╭─ Data supplied

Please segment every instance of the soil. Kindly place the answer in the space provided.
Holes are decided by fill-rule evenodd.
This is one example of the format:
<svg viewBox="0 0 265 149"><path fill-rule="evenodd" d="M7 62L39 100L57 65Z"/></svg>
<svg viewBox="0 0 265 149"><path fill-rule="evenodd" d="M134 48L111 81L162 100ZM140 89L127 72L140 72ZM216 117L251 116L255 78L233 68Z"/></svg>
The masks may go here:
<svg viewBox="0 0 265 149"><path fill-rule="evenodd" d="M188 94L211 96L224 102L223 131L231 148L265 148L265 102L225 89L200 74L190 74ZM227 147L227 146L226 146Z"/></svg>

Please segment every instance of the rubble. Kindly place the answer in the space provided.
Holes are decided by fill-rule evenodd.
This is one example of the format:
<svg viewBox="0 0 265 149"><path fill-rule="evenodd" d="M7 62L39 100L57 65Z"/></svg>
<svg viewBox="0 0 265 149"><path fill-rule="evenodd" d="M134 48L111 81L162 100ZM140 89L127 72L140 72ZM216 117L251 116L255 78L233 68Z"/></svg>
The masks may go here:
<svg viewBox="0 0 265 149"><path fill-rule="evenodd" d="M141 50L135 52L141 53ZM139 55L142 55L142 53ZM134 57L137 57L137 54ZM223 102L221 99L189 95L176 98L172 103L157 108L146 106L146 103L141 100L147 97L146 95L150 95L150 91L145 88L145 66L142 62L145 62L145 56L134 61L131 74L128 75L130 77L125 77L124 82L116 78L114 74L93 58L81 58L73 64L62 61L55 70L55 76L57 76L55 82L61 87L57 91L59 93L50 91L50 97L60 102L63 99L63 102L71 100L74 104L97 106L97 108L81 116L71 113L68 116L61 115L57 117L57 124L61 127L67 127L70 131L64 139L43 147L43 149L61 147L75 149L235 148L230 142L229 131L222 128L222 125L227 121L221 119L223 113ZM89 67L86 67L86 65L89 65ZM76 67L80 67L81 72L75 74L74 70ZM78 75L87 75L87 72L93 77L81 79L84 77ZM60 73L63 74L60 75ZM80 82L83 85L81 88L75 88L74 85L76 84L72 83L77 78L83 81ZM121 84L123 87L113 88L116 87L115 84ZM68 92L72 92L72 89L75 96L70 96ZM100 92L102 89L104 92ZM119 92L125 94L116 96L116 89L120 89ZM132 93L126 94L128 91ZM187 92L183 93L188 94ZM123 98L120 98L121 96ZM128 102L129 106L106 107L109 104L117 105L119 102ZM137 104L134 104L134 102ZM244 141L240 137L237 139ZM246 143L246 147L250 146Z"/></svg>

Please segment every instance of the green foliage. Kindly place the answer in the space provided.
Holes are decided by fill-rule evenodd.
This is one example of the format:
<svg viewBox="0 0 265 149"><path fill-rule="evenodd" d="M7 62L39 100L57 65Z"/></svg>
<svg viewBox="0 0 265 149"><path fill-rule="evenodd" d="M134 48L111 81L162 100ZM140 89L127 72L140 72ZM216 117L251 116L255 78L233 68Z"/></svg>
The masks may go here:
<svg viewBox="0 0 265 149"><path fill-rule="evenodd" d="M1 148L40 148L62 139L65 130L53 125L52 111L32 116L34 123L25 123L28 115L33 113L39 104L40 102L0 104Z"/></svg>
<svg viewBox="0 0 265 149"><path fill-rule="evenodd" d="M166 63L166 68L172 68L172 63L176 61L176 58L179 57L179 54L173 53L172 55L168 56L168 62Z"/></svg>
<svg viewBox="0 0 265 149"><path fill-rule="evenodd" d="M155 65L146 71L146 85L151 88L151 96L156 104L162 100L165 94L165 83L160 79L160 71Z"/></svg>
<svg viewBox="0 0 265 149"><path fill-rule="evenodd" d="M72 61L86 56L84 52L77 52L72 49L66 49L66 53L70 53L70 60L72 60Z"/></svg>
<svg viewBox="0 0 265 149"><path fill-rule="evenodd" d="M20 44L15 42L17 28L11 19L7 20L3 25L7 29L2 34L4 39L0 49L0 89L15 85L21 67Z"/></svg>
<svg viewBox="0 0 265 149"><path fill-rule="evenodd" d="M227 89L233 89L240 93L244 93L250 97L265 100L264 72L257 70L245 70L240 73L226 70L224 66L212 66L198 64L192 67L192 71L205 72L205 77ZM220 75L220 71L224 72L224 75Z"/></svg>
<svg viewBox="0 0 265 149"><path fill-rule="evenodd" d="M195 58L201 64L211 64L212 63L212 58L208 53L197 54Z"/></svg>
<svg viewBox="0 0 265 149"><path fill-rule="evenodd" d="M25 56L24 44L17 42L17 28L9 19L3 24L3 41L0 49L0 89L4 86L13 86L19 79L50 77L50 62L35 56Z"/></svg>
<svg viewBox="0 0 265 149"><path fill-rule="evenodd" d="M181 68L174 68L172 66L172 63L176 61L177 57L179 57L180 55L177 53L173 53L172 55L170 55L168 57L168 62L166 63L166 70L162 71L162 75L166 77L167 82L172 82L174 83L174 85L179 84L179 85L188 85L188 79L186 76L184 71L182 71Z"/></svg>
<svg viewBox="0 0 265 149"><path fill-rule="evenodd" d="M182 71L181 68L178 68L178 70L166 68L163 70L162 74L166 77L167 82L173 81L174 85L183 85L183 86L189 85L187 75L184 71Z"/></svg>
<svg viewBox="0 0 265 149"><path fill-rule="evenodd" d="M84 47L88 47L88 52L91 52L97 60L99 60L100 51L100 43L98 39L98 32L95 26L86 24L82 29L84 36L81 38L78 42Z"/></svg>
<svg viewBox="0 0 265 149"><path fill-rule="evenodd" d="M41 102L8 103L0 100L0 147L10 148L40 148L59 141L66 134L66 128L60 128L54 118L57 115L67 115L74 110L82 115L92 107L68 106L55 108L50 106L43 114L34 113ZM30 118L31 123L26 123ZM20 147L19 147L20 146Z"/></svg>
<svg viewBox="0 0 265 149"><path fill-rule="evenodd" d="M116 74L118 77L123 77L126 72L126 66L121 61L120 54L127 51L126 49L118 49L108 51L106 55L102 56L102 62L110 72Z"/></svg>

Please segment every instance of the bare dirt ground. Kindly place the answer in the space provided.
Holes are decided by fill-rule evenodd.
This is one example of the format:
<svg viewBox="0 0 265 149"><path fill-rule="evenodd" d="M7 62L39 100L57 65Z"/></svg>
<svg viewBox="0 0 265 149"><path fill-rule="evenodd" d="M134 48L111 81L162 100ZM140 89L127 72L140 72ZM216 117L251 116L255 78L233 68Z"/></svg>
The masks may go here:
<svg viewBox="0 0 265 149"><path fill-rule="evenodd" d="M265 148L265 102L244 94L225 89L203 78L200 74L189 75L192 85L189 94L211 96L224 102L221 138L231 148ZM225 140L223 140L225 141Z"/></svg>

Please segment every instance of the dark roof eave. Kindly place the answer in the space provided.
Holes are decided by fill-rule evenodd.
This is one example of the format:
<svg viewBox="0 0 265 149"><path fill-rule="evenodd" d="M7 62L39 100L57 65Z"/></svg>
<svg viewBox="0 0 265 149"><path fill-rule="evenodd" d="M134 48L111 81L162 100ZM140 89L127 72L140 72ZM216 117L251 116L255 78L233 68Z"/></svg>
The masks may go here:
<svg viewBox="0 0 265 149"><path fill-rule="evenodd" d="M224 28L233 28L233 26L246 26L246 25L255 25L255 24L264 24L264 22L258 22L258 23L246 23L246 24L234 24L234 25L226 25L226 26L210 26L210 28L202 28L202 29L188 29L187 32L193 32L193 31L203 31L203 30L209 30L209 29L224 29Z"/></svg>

╰─

__Stated task__. Reproduce, without alteration, the lines of the material between the line containing "Please segment every instance of the green" and the line containing "58L201 64L211 64L212", both inclusive.

__The response__.
Please segment every instance of the green foliage. Kindly place the answer in the space provided.
Holes are decided by fill-rule evenodd.
This is one example of the format:
<svg viewBox="0 0 265 149"><path fill-rule="evenodd" d="M7 62L39 100L57 65Z"/></svg>
<svg viewBox="0 0 265 149"><path fill-rule="evenodd" d="M134 48L111 81L162 100ZM140 89L127 72L140 72ZM216 117L251 116L255 78L233 68Z"/></svg>
The masks may go here:
<svg viewBox="0 0 265 149"><path fill-rule="evenodd" d="M1 148L40 148L62 139L65 130L53 125L52 111L32 116L34 123L25 123L28 115L33 113L39 104L40 102L0 104Z"/></svg>
<svg viewBox="0 0 265 149"><path fill-rule="evenodd" d="M166 63L166 68L172 68L172 63L176 61L176 58L179 57L179 54L173 53L172 55L168 56L168 62Z"/></svg>
<svg viewBox="0 0 265 149"><path fill-rule="evenodd" d="M155 65L146 71L146 85L151 88L151 96L156 104L162 100L165 94L165 83L160 79L160 71Z"/></svg>
<svg viewBox="0 0 265 149"><path fill-rule="evenodd" d="M72 61L86 56L84 52L77 52L72 49L66 49L66 53L70 53L70 60L72 60Z"/></svg>
<svg viewBox="0 0 265 149"><path fill-rule="evenodd" d="M20 44L15 42L17 28L11 19L7 20L3 25L7 29L2 34L4 39L0 49L0 89L15 85L21 67Z"/></svg>
<svg viewBox="0 0 265 149"><path fill-rule="evenodd" d="M227 89L233 89L240 93L244 93L250 97L265 100L264 72L257 70L245 70L240 73L226 70L224 66L212 66L198 64L192 67L192 71L205 72L205 77ZM220 75L220 71L224 72L224 75Z"/></svg>
<svg viewBox="0 0 265 149"><path fill-rule="evenodd" d="M195 58L201 64L211 64L212 63L212 58L208 53L197 54Z"/></svg>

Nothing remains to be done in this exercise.